## What is being asked
Present every line of the entries below as a numbered list, omitting any blank lines.

Segmentation data
....

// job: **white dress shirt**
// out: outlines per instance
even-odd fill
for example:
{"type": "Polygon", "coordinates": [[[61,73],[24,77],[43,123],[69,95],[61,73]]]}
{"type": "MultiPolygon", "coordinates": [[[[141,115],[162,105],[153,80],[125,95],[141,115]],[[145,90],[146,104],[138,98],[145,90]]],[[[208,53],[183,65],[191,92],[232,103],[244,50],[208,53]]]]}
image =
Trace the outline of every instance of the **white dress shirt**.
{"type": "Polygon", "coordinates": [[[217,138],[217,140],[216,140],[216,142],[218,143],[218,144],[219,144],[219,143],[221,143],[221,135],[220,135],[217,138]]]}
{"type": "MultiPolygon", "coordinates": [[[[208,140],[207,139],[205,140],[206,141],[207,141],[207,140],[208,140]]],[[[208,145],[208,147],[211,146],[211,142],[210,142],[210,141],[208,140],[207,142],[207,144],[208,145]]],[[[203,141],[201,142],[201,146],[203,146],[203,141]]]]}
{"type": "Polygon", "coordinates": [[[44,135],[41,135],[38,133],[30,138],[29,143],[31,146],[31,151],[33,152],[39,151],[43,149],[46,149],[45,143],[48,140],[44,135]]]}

....

## Answer to this task
1. // job: **white dress shirt**
2. // out: outlines per instance
3. even-odd fill
4. for example:
5. {"type": "Polygon", "coordinates": [[[61,73],[24,77],[43,123],[69,95],[61,73]]]}
6. {"type": "MultiPolygon", "coordinates": [[[[141,115],[162,105],[153,80],[125,95],[141,115]],[[145,90],[146,104],[138,98],[145,90]]],[[[208,53],[183,65],[191,92],[232,103],[244,50],[208,53]]]]}
7. image =
8. Trace the outline of every instance of the **white dress shirt**.
9. {"type": "Polygon", "coordinates": [[[217,138],[217,140],[216,140],[216,142],[218,143],[218,144],[219,144],[219,143],[221,143],[221,135],[220,135],[217,138]]]}
10. {"type": "MultiPolygon", "coordinates": [[[[208,140],[207,139],[205,140],[206,141],[207,141],[207,140],[208,140]]],[[[208,145],[208,147],[211,146],[211,142],[210,142],[210,141],[208,140],[207,142],[207,144],[208,145]]],[[[203,141],[201,142],[201,146],[203,146],[203,141]]]]}
11. {"type": "Polygon", "coordinates": [[[44,135],[41,135],[38,133],[30,138],[29,143],[31,146],[31,151],[33,152],[39,151],[43,149],[46,149],[45,143],[48,140],[44,135]]]}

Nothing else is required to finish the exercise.